**Given data:**
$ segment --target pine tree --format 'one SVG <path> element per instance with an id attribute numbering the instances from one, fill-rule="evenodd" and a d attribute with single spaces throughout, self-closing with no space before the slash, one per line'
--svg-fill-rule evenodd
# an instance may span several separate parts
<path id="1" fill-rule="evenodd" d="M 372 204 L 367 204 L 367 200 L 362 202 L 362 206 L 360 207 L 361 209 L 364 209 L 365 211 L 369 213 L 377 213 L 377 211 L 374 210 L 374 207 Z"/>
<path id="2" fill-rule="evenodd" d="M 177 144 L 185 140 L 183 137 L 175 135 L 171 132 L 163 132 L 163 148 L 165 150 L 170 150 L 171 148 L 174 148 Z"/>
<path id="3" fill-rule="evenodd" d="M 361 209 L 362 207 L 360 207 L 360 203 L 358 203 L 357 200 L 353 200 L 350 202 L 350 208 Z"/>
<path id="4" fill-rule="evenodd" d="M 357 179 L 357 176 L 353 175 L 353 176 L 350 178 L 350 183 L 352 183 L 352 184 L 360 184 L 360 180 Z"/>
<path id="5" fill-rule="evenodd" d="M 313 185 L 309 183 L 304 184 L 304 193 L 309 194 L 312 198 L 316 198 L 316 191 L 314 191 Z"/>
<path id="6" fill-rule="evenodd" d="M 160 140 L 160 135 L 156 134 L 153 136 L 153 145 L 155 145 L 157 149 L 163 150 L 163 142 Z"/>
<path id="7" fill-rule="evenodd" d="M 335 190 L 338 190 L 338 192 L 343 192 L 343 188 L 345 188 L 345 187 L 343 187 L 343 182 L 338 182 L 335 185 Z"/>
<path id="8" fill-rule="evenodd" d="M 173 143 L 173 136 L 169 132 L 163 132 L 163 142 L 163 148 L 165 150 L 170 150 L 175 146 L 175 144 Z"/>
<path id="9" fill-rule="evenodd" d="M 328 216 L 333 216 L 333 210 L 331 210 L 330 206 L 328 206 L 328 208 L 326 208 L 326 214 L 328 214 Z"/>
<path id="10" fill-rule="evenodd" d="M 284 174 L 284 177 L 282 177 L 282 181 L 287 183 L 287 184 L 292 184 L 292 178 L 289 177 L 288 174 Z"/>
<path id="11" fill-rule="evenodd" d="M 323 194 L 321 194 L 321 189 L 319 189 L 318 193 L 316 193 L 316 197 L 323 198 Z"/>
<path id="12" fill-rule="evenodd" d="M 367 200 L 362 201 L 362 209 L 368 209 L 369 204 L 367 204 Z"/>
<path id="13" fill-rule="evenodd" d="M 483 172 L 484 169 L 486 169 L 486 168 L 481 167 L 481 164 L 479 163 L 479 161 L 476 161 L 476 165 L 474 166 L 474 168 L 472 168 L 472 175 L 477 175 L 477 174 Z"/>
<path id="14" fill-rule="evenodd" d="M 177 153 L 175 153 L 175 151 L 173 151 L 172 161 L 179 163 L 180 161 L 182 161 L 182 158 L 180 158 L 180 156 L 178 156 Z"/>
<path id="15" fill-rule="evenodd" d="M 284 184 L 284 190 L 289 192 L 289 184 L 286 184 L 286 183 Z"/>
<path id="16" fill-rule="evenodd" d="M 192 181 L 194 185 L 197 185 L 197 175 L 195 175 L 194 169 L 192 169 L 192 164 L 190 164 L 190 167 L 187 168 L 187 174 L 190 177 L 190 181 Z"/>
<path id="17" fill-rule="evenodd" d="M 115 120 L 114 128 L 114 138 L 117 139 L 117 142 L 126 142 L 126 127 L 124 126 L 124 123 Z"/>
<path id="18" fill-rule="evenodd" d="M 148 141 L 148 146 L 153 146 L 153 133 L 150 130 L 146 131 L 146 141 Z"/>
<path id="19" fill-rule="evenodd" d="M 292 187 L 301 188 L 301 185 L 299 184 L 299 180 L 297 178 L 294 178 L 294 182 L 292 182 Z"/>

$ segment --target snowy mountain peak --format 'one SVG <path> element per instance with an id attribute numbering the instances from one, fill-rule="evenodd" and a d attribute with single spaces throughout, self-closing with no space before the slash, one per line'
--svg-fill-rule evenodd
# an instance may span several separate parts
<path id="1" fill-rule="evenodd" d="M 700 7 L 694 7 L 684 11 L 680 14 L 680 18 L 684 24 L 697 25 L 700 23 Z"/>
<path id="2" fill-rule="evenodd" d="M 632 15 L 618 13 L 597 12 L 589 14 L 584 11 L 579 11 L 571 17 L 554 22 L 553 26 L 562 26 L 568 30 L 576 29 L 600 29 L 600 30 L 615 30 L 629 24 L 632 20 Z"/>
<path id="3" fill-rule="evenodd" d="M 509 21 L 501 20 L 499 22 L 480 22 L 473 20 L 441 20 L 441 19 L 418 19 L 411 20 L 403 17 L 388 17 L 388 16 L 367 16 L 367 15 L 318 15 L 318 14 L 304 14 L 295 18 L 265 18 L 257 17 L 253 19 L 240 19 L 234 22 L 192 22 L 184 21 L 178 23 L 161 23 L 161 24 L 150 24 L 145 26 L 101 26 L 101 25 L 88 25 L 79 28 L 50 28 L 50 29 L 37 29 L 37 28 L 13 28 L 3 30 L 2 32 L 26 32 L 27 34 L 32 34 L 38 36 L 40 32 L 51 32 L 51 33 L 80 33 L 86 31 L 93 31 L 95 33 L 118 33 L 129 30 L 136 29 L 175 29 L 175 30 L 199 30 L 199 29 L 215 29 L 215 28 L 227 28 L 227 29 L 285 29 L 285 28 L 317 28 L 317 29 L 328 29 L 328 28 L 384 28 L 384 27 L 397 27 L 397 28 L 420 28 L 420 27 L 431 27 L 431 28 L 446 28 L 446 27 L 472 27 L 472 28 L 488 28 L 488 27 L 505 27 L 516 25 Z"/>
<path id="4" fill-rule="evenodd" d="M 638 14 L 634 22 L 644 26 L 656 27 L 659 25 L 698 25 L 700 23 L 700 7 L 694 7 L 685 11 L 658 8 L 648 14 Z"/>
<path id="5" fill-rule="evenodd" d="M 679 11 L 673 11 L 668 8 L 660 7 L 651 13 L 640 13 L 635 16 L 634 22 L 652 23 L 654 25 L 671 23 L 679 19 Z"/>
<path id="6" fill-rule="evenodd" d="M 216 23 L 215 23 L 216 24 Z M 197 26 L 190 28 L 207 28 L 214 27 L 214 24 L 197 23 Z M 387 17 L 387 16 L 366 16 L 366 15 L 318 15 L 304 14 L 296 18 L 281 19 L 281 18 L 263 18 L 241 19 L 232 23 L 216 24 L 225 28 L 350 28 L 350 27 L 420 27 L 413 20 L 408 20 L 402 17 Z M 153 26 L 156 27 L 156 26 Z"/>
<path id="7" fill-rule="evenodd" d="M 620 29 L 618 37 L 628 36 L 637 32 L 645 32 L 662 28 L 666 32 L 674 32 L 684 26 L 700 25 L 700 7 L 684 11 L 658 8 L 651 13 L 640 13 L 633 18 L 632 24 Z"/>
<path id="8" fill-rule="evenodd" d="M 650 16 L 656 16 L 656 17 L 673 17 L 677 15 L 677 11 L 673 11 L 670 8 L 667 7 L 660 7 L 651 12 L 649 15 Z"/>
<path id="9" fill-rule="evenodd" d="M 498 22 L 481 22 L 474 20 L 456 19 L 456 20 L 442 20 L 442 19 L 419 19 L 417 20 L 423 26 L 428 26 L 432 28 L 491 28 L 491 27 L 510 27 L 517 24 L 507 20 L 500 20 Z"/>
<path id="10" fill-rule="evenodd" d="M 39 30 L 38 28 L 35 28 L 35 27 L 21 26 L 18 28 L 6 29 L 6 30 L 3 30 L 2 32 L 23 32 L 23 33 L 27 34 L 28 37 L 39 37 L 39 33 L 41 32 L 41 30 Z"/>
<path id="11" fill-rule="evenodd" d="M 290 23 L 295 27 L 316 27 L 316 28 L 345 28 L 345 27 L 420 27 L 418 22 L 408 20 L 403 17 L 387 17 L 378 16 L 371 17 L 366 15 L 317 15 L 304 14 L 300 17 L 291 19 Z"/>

**Exercise aim:** If a line of the records above includes the word "instance", count it; state the final number with no other words.

**Expected answer:** 4